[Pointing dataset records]
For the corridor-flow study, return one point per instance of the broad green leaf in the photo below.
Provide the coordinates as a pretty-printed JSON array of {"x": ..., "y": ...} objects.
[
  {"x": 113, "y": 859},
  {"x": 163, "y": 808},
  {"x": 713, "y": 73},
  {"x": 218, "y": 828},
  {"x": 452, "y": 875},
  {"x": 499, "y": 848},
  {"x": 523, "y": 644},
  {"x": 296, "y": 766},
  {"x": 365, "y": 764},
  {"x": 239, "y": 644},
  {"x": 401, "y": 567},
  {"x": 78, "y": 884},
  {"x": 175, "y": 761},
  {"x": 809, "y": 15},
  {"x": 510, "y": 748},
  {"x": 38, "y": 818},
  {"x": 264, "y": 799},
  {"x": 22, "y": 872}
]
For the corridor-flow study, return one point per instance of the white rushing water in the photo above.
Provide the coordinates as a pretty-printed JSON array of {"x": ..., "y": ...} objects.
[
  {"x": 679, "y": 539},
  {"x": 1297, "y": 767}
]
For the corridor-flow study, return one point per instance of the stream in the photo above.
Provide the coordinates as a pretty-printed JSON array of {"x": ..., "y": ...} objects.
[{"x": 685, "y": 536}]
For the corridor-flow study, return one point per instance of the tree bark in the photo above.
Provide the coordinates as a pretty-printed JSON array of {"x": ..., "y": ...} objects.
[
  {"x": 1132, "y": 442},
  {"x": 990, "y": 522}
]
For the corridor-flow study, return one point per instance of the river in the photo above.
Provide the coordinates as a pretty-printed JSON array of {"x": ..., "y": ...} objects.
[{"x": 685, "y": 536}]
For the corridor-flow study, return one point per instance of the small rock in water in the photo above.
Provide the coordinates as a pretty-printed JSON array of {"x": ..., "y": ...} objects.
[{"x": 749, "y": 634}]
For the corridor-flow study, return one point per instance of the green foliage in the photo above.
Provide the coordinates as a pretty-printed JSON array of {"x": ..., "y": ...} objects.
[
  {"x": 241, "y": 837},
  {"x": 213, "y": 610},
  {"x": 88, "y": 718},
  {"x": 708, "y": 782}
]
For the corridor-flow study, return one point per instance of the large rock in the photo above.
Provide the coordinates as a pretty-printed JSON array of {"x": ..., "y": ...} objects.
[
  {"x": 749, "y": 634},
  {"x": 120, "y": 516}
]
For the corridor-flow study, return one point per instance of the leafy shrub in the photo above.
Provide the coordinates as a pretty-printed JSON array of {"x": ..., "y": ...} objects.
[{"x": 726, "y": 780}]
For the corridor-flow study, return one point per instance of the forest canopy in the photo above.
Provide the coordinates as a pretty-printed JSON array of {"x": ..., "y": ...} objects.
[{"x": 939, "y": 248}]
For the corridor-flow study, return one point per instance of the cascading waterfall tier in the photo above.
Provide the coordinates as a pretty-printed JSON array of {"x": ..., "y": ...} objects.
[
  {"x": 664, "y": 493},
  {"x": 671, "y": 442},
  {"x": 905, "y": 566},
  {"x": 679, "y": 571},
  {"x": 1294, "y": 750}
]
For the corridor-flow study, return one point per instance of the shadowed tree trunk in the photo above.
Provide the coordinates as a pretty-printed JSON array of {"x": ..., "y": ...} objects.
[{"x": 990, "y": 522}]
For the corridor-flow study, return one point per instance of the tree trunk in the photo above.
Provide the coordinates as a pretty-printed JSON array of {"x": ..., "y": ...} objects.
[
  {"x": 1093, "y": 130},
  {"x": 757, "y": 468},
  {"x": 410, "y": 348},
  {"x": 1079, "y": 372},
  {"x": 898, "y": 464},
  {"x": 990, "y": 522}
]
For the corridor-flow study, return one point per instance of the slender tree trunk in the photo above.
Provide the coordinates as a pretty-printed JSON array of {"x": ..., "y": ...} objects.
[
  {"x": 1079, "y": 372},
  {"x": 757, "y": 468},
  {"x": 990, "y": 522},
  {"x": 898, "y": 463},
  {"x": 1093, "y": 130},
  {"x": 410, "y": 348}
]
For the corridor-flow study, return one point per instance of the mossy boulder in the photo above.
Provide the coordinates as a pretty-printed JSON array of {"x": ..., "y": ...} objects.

▶ _Task details_
Copy every one of the records above line for line, with no changes.

▶ _Solved exercise_
For the corridor-flow study, return one point per instance of the broad green leaf in the photo below.
Provide the coordinates as a pretty-printed JSON array of {"x": ..., "y": ...} objects.
[
  {"x": 113, "y": 859},
  {"x": 163, "y": 808},
  {"x": 713, "y": 73},
  {"x": 218, "y": 828},
  {"x": 452, "y": 875},
  {"x": 499, "y": 848},
  {"x": 523, "y": 644},
  {"x": 296, "y": 766},
  {"x": 365, "y": 764},
  {"x": 239, "y": 644},
  {"x": 401, "y": 567},
  {"x": 78, "y": 884},
  {"x": 175, "y": 761},
  {"x": 809, "y": 15},
  {"x": 510, "y": 748},
  {"x": 38, "y": 818},
  {"x": 264, "y": 799},
  {"x": 22, "y": 872}
]
For the corridor-flow study, return one point per instance of the white rushing water in the photo above.
Provide the coordinates as a pretty-printed JSON array of {"x": ..., "y": ...} objects.
[
  {"x": 679, "y": 539},
  {"x": 1297, "y": 767}
]
For the corridor-flow study, return one point per instance of the stream in the photo above.
Provide the coordinates as a pretty-printed JSON array of {"x": ..., "y": ...} objects.
[{"x": 685, "y": 536}]
For the corridor-flow study, return one point per instance of the tree bark in the photo above.
Provide the coordinates as a pretty-printed JSON array of {"x": ..., "y": ...} objects.
[
  {"x": 1132, "y": 442},
  {"x": 990, "y": 522}
]
For the corridor-flow study, return one point per instance of the river in the photo above.
Provide the coordinates as a pretty-printed JSON array of {"x": ..., "y": ...} objects.
[{"x": 685, "y": 536}]
For the corridor-flow study, return one point per instance of the small rock in water in the photo above.
Provide the coordinates as a pretty-printed JSON array of {"x": ..., "y": ...} objects.
[{"x": 749, "y": 634}]
For the corridor-flow study, return one point per instance of the green foliage in the photo above.
Provide the coordinates as a pretty-printed JSON array of {"x": ..., "y": ...} objects.
[
  {"x": 241, "y": 837},
  {"x": 213, "y": 610},
  {"x": 88, "y": 718},
  {"x": 708, "y": 782}
]
For the corridor-flow study, return one point per instance of the large rock in the photo above.
Provide the coordinates as a pretty-printed JSON array of {"x": ..., "y": ...} objects.
[
  {"x": 749, "y": 634},
  {"x": 120, "y": 516}
]
For the corridor-flow study, return one point per instance of the leafy shrub in the photo above.
Provide the coordinates as a pretty-printed JSON array of {"x": ..., "y": ...} objects.
[{"x": 726, "y": 780}]
For the corridor-flow study, return one point per instance of the forest canopy in the photo above.
Provide the coordinates as a pretty-printed JSON array of {"x": ..., "y": ...} objects.
[{"x": 939, "y": 248}]
For the corridor-flow study, return one point per instance of the cascading waterfall tier in the photo above.
Provide the coordinates as a pretty-printed JSON array of {"x": ..., "y": ...} objects.
[
  {"x": 664, "y": 493},
  {"x": 671, "y": 442},
  {"x": 905, "y": 566},
  {"x": 679, "y": 571},
  {"x": 1294, "y": 750}
]
For the corridor-flow study, return one point per instance of the shadowed tree trunk in the photo above.
Provide the coordinates as a pretty-printed JSON array of {"x": ..., "y": ...} objects.
[{"x": 990, "y": 522}]
For the corridor-flow study, return one point per instance of the tree trunk in the photo above.
Provide the coordinates as a pretty-printed JSON array of {"x": ..., "y": ...} objects.
[
  {"x": 1093, "y": 130},
  {"x": 757, "y": 468},
  {"x": 410, "y": 348},
  {"x": 1079, "y": 372},
  {"x": 898, "y": 464},
  {"x": 990, "y": 522}
]
For the corridor-flow study, return one point per instance of the slender tree trunk in the photo above.
Provide the coordinates as a pretty-printed JSON array of {"x": ..., "y": ...} objects.
[
  {"x": 1079, "y": 372},
  {"x": 757, "y": 468},
  {"x": 990, "y": 522},
  {"x": 898, "y": 463},
  {"x": 1093, "y": 130},
  {"x": 410, "y": 348}
]
For the corridor-flow study, return one point per instance of the mossy boulder in the photo above.
Provide the coordinates as a pretty-printed JSON array of {"x": ..., "y": ...} objects.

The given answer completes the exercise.